━━ RECORDS SHOWN ━━

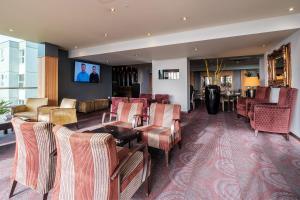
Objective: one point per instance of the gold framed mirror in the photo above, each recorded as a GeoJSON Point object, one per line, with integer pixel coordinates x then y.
{"type": "Point", "coordinates": [279, 67]}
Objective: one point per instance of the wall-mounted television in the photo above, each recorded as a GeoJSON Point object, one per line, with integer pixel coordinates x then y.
{"type": "Point", "coordinates": [85, 72]}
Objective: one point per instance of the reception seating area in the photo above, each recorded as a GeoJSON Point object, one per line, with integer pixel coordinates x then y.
{"type": "Point", "coordinates": [154, 100]}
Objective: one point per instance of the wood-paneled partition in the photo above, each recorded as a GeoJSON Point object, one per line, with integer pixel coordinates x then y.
{"type": "Point", "coordinates": [48, 79]}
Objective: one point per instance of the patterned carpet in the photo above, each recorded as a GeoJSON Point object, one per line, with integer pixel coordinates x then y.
{"type": "Point", "coordinates": [220, 159]}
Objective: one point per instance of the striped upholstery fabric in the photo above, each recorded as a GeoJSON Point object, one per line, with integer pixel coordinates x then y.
{"type": "Point", "coordinates": [115, 102]}
{"type": "Point", "coordinates": [158, 133]}
{"type": "Point", "coordinates": [33, 165]}
{"type": "Point", "coordinates": [126, 113]}
{"type": "Point", "coordinates": [86, 162]}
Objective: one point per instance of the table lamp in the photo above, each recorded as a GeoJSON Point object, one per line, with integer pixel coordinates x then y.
{"type": "Point", "coordinates": [251, 83]}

━━━

◆ GOAL:
Reproduce the stretch from the line containing "Objective: one point per instance of the reception" through the end of the rows, shifting every pixel coordinate in the answers by adding 79 to it and leaving all other text as it stands.

◆ TASK RESPONSE:
Objective: one point per instance of the reception seating area in the photo above, each recorded as a GeoJSON Point object, one per line, with integer pixel coordinates x then y.
{"type": "Point", "coordinates": [233, 179]}
Objective: one point per instance of the wood-paneled partition in the photo above, each recorded as a GeoJSON Point object, one per line, with integer pixel coordinates x then y.
{"type": "Point", "coordinates": [127, 158]}
Objective: one point per instance of the patterned carpet in the photo above, each recorded as a GeoJSON Point object, one per line, with integer pixel coordinates x then y.
{"type": "Point", "coordinates": [299, 238]}
Objective: one point per instance of the striped upholstery fabric in the photo above, each recorded as a GeoJSON Point object, one per line, with integer pixel coordinates x then y.
{"type": "Point", "coordinates": [194, 181]}
{"type": "Point", "coordinates": [237, 212]}
{"type": "Point", "coordinates": [112, 244]}
{"type": "Point", "coordinates": [205, 192]}
{"type": "Point", "coordinates": [165, 241]}
Objective: one point per instance of the table lamp in the photo above, each recorded as a GeoJSON Point object, one per line, with integer pixel coordinates x then y.
{"type": "Point", "coordinates": [330, 162]}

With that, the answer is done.